UC San Francisco Professor and pediatric endocrinologist Dr. Robert Lustig is best known for taking on sugar and fructose. Dr. Lustig’s new book takes on a deeper topic: the distinction between pleasure and happiness.
“The Hacking of the American Mind” tells how corporate interests “hacked” our brains and conflated pleasure with happiness. Coca-Cola’s “Open Happiness” campaign is the most recent example. Can any amount of sugar make someone genuinely happy? Pleasure is a short-term feeling that leaves you wanting more; happiness is a long-term emotion that correlates with satisfaction, not want.
The industry’s bait and switch trick (promise happiness, deliver pleasure) helped it achieve a massive increase in sugar and processed carbohydrate consumption, and trillions in well-subsidized profits.

**Supplied information**
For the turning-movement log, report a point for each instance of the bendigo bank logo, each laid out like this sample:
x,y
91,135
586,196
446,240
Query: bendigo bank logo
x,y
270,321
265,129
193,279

**Brief 1**
Answer these questions from the passage on Dr. Robert Lustig's book.
(a) What is Dr. Lustig best known for taking on?
(b) Which advertising campaign is given as the most recent example of pleasure being conflated with happiness?
(c) How does the passage sum up the industry's bait and switch trick?
**Brief 2**
Carry on the passage about Dr. Robert Lustig's book, beginning after its final sentence.

**Written response 1**
(a) Sugar and fructose.
(b) Coca-Cola's "Open Happiness" campaign.
(c) Promise happiness, deliver pleasure.

**Written response 2**
Of course, as with most corporate malfeasance, the federal government was complicit. First, it aimed to “maximize food production” at minimal cost through agricultural subsidies. Then it spread sugar-industry-penetrated nutritional guidelines. These guidelines denied the relationship between sugar and diabetes, and encouraged increased carbohydrate consumption (up to 60 percent of the total diet). Then the government partnered with the food and beverage industry to “prevent” chronic disease. All the while, more and more Americans developed Type 2 diabetes, insulin resistance and obesity. So now 1.9 million Americans are dying each year from preventable, lifestyle-related diseases. And almost no one seems to notice or care.
Instead, Democrats and Republicans are arguing over how to pay for the ~$2.9 trillion that treating the chronically diseased costs our country each year. The press calls it a debate over “health care.” It’s nothing of the sort. It’s a debate over economics, accounting, corporate vs. government control and the spoils of sickness. Yet the “health-care” debate does not address how to care for the health of American citizens in any meaningful fashion.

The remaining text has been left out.